──────── Supplied material ────────

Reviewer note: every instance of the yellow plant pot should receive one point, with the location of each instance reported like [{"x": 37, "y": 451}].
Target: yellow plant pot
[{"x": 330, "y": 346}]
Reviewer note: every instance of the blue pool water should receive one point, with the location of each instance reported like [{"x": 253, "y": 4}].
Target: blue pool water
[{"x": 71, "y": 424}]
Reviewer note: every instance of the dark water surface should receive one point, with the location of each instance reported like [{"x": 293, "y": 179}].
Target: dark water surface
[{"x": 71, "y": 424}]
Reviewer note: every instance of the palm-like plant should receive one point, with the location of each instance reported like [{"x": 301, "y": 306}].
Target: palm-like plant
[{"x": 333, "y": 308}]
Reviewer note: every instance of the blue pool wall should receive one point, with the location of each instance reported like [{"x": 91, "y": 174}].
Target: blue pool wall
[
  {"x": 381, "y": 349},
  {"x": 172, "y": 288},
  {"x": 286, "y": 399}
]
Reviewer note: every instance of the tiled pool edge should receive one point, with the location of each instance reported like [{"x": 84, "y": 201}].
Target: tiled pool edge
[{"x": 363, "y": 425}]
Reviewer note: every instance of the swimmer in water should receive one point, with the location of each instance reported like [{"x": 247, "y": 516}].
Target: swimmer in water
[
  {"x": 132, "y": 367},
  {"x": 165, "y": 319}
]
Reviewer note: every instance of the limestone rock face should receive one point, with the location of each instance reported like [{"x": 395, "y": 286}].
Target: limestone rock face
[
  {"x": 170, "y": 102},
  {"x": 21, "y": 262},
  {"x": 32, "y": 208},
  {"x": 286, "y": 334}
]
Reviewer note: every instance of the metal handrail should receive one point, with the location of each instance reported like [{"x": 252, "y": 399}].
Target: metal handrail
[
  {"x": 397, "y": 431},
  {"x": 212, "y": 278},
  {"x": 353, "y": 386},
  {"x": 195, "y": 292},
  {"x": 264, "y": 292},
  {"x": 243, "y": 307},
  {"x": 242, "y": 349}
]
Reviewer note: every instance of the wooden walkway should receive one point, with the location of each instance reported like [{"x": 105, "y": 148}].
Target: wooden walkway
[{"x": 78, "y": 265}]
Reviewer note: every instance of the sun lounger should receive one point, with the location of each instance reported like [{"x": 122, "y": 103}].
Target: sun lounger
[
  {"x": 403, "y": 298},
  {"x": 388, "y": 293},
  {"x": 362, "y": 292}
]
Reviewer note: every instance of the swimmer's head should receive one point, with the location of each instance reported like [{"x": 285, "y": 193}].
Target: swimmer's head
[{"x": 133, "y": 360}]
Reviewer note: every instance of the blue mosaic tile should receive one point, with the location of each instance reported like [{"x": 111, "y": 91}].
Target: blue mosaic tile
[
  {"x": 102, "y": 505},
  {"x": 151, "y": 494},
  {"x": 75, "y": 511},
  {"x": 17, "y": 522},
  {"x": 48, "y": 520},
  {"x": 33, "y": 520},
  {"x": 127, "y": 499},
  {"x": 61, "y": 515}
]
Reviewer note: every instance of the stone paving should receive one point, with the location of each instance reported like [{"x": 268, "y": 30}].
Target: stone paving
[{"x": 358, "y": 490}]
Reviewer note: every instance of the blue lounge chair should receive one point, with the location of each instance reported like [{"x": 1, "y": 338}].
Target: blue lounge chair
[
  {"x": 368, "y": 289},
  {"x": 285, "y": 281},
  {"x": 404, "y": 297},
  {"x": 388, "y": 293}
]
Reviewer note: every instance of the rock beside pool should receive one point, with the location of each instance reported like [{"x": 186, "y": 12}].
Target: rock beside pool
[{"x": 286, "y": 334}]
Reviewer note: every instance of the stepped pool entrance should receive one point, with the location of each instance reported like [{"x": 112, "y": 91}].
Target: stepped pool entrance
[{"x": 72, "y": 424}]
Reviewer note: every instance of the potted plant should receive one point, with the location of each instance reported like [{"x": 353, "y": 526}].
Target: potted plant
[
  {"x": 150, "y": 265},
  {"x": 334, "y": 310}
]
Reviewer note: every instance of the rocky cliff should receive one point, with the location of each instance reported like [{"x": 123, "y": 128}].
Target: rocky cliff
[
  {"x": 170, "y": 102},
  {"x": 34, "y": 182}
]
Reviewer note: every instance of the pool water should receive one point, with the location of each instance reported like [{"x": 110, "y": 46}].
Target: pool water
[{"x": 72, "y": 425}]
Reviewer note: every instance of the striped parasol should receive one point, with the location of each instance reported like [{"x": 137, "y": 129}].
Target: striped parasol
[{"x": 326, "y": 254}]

────────

The material is to be output in full, exactly as it stands.

Reviewer note: every instance of the yellow plant pot should receive one point, with the location of each instance reported like [{"x": 37, "y": 451}].
Target: yellow plant pot
[{"x": 330, "y": 346}]
Reviewer note: every instance of the blue pool water should receive one point, with the location of each instance reported like [{"x": 253, "y": 4}].
Target: blue pool water
[{"x": 71, "y": 424}]
Reviewer note: every instance of the dark water surface should receive one point, with the location of each instance reported like [{"x": 293, "y": 179}].
Target: dark water surface
[{"x": 71, "y": 424}]
Reviewer note: every instance of the palm-like plant should receive one point, with the location of each instance reported like [{"x": 301, "y": 306}].
Target: palm-like plant
[{"x": 333, "y": 308}]
Reviewer note: every instance of the blue pool wall should receive one point, with the location of each instance reported like [{"x": 91, "y": 174}].
Target: blue pool wall
[
  {"x": 381, "y": 349},
  {"x": 172, "y": 288},
  {"x": 286, "y": 399}
]
Reviewer note: every instance of the tiled pool edge should receive one point, with the location of each instance reported like [{"x": 84, "y": 201}].
Target: tiled pool edge
[{"x": 363, "y": 425}]
Reviewer note: every instance of the swimmer in water should receive one point, with the location of each instance reported like [{"x": 247, "y": 516}].
Target: swimmer in water
[
  {"x": 132, "y": 367},
  {"x": 165, "y": 319}
]
Reviewer note: every instance of the limestone rock face should receive one point, with the location of each instance reported like [{"x": 395, "y": 286}].
Target: limestone rock face
[
  {"x": 170, "y": 102},
  {"x": 21, "y": 262},
  {"x": 32, "y": 208},
  {"x": 286, "y": 334}
]
Reviewer note: every instance of the metal handrail should receive one point, with the location of each instance reported like [{"x": 252, "y": 399}].
Target: metal handrail
[
  {"x": 397, "y": 431},
  {"x": 212, "y": 278},
  {"x": 353, "y": 386},
  {"x": 195, "y": 292},
  {"x": 264, "y": 292},
  {"x": 243, "y": 307},
  {"x": 242, "y": 349}
]
Reviewer note: every instance of the wooden walkway should receive one point, with the location of each instance reported like [{"x": 105, "y": 148}].
Target: wooden walkway
[{"x": 78, "y": 265}]
Reviewer note: every instance of the sun lounger should receive one point, with the location of each instance reported like [{"x": 122, "y": 103}].
Target: sun lounger
[
  {"x": 403, "y": 298},
  {"x": 388, "y": 293},
  {"x": 362, "y": 292}
]
Reviewer note: every instance of the swimmer's head should receive one point, with the location of each instance reported like [{"x": 285, "y": 193}].
Target: swimmer's head
[{"x": 133, "y": 360}]
Reviewer note: every instance of the blue mosaic tile should receive one point, with the location of each instance reported like [{"x": 111, "y": 91}].
Target: blue mosaic tile
[
  {"x": 102, "y": 505},
  {"x": 151, "y": 494},
  {"x": 75, "y": 511},
  {"x": 17, "y": 522},
  {"x": 48, "y": 520},
  {"x": 33, "y": 520},
  {"x": 127, "y": 499},
  {"x": 61, "y": 515}
]
Reviewer note: every instance of the stone paving should receive one point, with the location of each instance reported like [{"x": 268, "y": 30}].
Target: stone paving
[{"x": 358, "y": 490}]
Reviewer note: every instance of the blue lounge chair should receive one point, with the location of each instance reported like [{"x": 1, "y": 338}].
Target: blue lounge chair
[
  {"x": 368, "y": 289},
  {"x": 285, "y": 281},
  {"x": 404, "y": 297},
  {"x": 388, "y": 293}
]
Reviewer note: every instance of the rock beside pool should receive one point, with the location of each instance reported like [{"x": 186, "y": 12}].
Target: rock beside pool
[{"x": 286, "y": 334}]
Reviewer note: every instance of the stepped pool entrance should receive one point, with the location of each instance reported like [{"x": 112, "y": 91}].
Target: stepped pool entrance
[{"x": 72, "y": 424}]
Reviewer note: every instance of the potted plant should receive one point, with the location of each instance reported like [{"x": 353, "y": 526}].
Target: potted plant
[
  {"x": 150, "y": 265},
  {"x": 334, "y": 310}
]
Reviewer note: every instance of the rocky cliff should receive one point, with the location of each instance reported like [{"x": 123, "y": 128}].
Target: rocky cliff
[
  {"x": 170, "y": 102},
  {"x": 34, "y": 182}
]
Reviewer note: every instance of the pool water should receive one point, with the location of each instance reported like [{"x": 110, "y": 46}].
Target: pool water
[{"x": 72, "y": 425}]
Reviewer note: every instance of the striped parasol should receive one point, with the location of each instance reported like [{"x": 137, "y": 129}].
Target: striped parasol
[{"x": 326, "y": 254}]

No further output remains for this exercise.